The likely highlight of the annual Jackson Hole symposium will be a speech from Fed chair Jerome Powell, where the committee’s latest thinking is likely to be unveiled. While no material change is expected from the current path of interest rate rises, there may be an update on emerging economic data, which is suggesting that the hikes already undertaken are beginning to have an impact.

That being said, there have also been lagging indicators such as the latest jobs numbers and inflation print which suggest that the economy remains robust enough to withstand the current round of rises, even though this will not become apparent until after the event, given the trailing nature of most economic data.

Therein lies the difficulty of the Fed’s current strategy. It remains committed to tackling inflation head on, but is also aware that an overtightening of the screws could lead the world’s largest economy into a slowdown. At the same time, persistent inflation is likely to weigh on corporate margins although the recent reporting season showed that many companies are holding up relatively well.

The current delicacy of this balancing act was enough to put the brakes on a recently recovering Wall Street, with each of the major indices ending the week on a negative note. In the year to date, the Dow Jones is now down by 7%, while the S&P 500 and Nasdaq have shed 11% and 19% respectively.

Asian markets were mixed despite the easing of financial conditions in China, where the central bank is aiming to encourage lending in an effort to boost an ailing economy. Quite apart from the impact of the latest Covid-19 variant, which has resulted in several lockdowns, the property market remains under severe pressure and there was also a power shortage in a key manufacturing region.

Work order: Write a continuation of the market commentary on the Fed's Jackson Hole symposium, starting right after its last sentence. The records have no connection to the market commentary above.

Stored items
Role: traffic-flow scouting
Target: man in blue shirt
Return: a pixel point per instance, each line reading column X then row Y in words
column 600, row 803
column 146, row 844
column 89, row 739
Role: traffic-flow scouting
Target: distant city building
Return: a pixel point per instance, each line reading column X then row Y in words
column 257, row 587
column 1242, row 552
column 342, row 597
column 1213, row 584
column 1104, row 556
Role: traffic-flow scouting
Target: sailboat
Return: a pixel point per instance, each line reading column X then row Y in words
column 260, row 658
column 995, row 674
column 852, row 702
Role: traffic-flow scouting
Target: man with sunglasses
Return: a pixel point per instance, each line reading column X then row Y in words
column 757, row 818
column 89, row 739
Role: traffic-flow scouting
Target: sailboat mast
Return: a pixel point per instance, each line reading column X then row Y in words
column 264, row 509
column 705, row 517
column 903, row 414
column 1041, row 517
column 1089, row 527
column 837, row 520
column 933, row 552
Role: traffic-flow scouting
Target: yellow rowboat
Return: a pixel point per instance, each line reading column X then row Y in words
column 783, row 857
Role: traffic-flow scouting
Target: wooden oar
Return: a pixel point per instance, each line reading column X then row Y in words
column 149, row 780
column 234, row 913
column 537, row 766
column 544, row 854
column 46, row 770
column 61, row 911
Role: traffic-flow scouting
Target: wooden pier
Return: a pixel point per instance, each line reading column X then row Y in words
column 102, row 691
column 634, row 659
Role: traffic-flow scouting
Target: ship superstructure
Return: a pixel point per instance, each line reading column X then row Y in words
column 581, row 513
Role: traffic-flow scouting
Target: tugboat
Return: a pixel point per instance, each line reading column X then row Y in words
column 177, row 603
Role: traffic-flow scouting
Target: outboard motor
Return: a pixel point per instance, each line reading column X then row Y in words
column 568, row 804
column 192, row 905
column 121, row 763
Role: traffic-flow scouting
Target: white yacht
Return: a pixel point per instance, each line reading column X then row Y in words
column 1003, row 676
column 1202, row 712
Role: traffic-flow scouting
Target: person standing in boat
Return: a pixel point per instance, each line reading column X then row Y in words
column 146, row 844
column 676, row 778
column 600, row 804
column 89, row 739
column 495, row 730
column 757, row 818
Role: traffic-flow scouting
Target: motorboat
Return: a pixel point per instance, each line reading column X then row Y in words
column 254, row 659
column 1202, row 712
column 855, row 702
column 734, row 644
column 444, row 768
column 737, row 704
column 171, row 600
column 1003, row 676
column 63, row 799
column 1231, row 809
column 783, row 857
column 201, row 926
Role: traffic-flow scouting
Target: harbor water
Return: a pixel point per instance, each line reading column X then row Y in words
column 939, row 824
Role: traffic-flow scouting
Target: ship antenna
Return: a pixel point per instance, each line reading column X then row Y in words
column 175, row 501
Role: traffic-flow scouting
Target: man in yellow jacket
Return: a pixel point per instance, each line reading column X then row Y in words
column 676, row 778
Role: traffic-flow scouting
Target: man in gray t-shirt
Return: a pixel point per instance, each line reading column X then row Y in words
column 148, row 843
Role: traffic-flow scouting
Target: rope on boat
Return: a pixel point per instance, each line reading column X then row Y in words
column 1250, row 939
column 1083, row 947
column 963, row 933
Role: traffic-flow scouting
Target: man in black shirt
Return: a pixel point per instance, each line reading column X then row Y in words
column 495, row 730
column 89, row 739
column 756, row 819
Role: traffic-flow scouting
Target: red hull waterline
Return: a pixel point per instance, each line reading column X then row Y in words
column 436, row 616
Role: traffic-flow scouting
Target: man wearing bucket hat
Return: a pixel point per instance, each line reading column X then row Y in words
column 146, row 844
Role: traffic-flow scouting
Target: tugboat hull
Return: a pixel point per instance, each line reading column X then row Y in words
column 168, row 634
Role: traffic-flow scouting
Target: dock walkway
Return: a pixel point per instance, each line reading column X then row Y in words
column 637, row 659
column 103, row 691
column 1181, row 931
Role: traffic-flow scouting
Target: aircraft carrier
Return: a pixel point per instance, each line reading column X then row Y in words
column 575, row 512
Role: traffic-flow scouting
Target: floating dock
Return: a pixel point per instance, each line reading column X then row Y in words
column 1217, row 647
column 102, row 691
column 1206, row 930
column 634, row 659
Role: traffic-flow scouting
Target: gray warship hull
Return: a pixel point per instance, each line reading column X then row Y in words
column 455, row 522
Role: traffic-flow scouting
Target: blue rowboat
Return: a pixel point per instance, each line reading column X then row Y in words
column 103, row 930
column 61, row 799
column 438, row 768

Result of this exercise:
The general summer lethargy also weighed on sentiment in UK markets, where further monetary tightening is also likely to continue. The more recent strength of the US dollar as a haven investment has pulled the rug from sterling, which has had the impact of underpinning the premier index which derives much of its income from overseas, thus making those earnings more valuable in translation. The FTSE 100 remains up by 2% in the year to date despite a tepid opening today, although the FTSE 250, a more representative barometer of the UK economy as a whole, continues its weakness and has lost 15.5% so far this year.

In early exchanges, a further leg down in the oil price on demand concerns weighed on BP (LSE:BP.) and Shell (LSE:SHEL), with some weakness in recovery stocks such as International Consolidated Airlines Group SA (LSE:IAG) offset slightly by some tentative buying within defensives.